▶ [DATA FOR THIS EXERCISE]:
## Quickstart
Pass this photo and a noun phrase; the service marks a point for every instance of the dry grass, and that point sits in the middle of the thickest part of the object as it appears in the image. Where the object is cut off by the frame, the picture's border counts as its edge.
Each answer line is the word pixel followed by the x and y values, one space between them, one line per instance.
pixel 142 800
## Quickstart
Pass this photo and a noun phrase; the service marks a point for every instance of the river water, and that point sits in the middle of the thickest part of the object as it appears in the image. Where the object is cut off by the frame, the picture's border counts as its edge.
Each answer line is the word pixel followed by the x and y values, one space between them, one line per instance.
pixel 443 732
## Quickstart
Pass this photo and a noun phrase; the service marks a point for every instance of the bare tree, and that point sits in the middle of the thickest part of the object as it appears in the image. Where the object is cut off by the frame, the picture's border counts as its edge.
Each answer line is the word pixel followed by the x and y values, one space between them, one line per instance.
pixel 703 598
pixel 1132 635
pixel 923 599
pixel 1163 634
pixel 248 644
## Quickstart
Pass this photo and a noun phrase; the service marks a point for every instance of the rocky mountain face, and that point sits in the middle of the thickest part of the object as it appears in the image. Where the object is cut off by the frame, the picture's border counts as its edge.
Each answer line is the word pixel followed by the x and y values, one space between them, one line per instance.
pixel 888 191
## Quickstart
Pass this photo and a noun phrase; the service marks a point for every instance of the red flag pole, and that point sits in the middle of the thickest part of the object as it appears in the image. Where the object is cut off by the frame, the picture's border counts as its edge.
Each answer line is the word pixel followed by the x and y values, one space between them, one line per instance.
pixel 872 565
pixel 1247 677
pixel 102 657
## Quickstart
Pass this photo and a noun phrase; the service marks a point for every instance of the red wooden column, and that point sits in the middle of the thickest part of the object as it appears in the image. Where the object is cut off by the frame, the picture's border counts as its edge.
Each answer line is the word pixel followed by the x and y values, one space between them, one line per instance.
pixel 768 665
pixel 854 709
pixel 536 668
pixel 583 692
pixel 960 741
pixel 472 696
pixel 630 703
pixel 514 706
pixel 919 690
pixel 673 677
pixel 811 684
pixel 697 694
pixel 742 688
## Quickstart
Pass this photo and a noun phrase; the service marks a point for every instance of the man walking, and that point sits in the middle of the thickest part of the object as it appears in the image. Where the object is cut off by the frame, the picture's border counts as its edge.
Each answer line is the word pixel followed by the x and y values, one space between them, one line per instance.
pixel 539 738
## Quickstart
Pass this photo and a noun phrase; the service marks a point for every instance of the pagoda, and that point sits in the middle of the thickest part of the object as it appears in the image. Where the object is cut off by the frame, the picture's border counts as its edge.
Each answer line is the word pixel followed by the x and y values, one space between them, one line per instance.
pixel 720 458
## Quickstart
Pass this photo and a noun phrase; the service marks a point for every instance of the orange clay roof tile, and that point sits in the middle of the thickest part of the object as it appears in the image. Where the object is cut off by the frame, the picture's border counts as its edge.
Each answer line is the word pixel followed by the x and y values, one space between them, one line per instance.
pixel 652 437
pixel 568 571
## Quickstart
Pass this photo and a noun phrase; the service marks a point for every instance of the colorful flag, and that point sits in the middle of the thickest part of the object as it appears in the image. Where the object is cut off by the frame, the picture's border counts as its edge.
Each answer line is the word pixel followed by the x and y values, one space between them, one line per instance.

▶ [TASK OBJECTIVE]:
Print the records once more, exactly as they were given.

▶ [SOLUTION]:
## Quickstart
Pass this photo and a noun phrase; the service marks a point for every instance of the dry grass, and that point sits in the middle of the thickest part of the object as it appears in the image. Where the object is cut off by the frame, the picture's border counts as its edge.
Each answer line is the word pixel followed by the x and y values, one space between them, one line per instance.
pixel 142 800
## Quickstart
Pass this photo and a noun phrase; the service marks a point for every instance of the river water, and that point sits in the middle of the thickest part of the object as it appears in the image. Where the object is cut off by the frame, the picture's border counts as its edge.
Each answer line is the word pixel followed by the x and y values, one space between them, one line per instance.
pixel 443 732
## Quickstart
Pass this photo and a noun phrase; the service marks a point for every instance of the bare tree, and that point sits in the middle of the thickest part of the object as it appears in the image. Where the object is cut off by the frame, the picture's border counts as its edge.
Each answer line is the word pixel followed by the x and y values, one space between them, one line per instance.
pixel 703 598
pixel 1132 635
pixel 923 599
pixel 1163 634
pixel 248 644
## Quickstart
Pass this photo and a noun phrase; the service marks a point for every instance of the rocky mountain face, and that point sits in the middle of the thickest part of the object as it appears in the image. Where the object is cut off by the frame, the picture's border counts as its edge.
Each answer line is the word pixel followed by the x and y values, one space between them, one line per instance.
pixel 888 191
## Quickstart
Pass this photo and a noun phrase; the service marks a point for every instance of the red flag pole, and that point sits in the middle of the thickest part of the object as it appears in the image. Where the object is cut off by the frame, the picture's border counts as its edge.
Each answer line is the word pixel followed by the x and y values, one space between them, one line per instance.
pixel 872 565
pixel 1247 677
pixel 102 657
## Quickstart
Pass this photo and a noun phrase; the service marks a point for every instance of the red wooden column, and that point sits in the middle of the thickest part of the object as it appears in the image. Where the object is cut off by the frame, the picture's border counts as its edge.
Each answer line is the word pixel followed by the x and y values, one space between them, one line per instance.
pixel 768 665
pixel 854 709
pixel 536 668
pixel 583 692
pixel 960 741
pixel 472 696
pixel 630 703
pixel 514 706
pixel 919 690
pixel 673 677
pixel 811 684
pixel 697 694
pixel 742 688
## Quickstart
Pass this photo and a noun phrase; the service marks a point for every instance of the man walking, and that point sits in the middle of the thickest part of the object as it appears in the image. Where the object is cut off by the frame, the picture's border counts as its edge.
Each answer line is the word pixel followed by the x and y values, one space between them, one line per instance.
pixel 539 738
## Quickstart
Pass this photo and a noun phrase; the service marks a point for every instance of the pagoda, and that point sits in the middle of the thickest part of the object as it appears in the image. Where the object is cut off by the frame, the picture's border counts as its edge.
Each answer line is the word pixel followed by the x and y values, one space between them, one line per instance.
pixel 720 458
## Quickstart
Pass this photo and a noun phrase; the service marks a point for every instance of the orange clay roof tile, and that point sits in the middle of the thickest part of the object as it appears in the image. Where the object is cut off by the frame, the picture's border counts as its edge.
Each answer line is the word pixel followed by the x and y values, one space between them, one line per instance.
pixel 652 437
pixel 568 571
## Quickstart
Pass this photo and a noun phrase; the service marks a point for every instance of the colorful flag, and that point sits in the middle of the thickest part of the object as it appears in the image. Where the object is cut off by the frame, the picture's border counts as its edge.
Each answer line is the word pixel followed by the x and y values, one space between them, one line per instance.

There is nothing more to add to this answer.